▶ Problem requirements:
Starting at the line that contains "Write each point like <point>97,202</point>.", transcribe every remaining line of the entries exactly, including the last one.

*** Begin section ***

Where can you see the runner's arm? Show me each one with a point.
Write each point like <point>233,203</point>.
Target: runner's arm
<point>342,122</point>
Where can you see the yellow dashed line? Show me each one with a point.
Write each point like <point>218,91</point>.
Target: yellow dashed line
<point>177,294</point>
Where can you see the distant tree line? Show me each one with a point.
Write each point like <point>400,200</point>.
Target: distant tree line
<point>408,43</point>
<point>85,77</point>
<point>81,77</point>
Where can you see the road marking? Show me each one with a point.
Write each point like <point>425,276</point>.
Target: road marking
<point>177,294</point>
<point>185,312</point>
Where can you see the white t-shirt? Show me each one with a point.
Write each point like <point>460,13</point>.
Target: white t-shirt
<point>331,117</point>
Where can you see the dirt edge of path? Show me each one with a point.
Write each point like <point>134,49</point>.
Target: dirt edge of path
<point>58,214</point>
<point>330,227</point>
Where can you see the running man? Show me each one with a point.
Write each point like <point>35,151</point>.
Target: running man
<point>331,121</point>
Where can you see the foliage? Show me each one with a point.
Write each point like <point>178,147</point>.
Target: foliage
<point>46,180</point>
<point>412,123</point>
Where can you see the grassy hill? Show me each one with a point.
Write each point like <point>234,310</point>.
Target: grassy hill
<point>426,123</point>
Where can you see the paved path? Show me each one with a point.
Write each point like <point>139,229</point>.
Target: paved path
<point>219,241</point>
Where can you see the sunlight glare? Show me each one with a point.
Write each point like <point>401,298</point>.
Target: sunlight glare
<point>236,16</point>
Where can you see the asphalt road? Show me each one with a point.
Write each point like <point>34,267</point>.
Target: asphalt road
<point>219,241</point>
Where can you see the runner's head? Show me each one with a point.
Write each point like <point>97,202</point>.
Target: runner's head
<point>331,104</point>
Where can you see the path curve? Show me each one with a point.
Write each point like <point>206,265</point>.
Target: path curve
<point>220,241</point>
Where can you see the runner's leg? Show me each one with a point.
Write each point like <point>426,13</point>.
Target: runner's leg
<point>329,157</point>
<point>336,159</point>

*** End section ***

▶ Result of this exercise:
Write each point like <point>97,202</point>.
Target: runner's head
<point>331,104</point>
Where can you see the path curve? Show me each one with a point.
Write each point like <point>206,265</point>.
Target: path curve
<point>220,241</point>
Where can you see the runner's leg? Show me each one with a point.
Write each point like <point>426,13</point>.
Target: runner's leg
<point>329,157</point>
<point>336,159</point>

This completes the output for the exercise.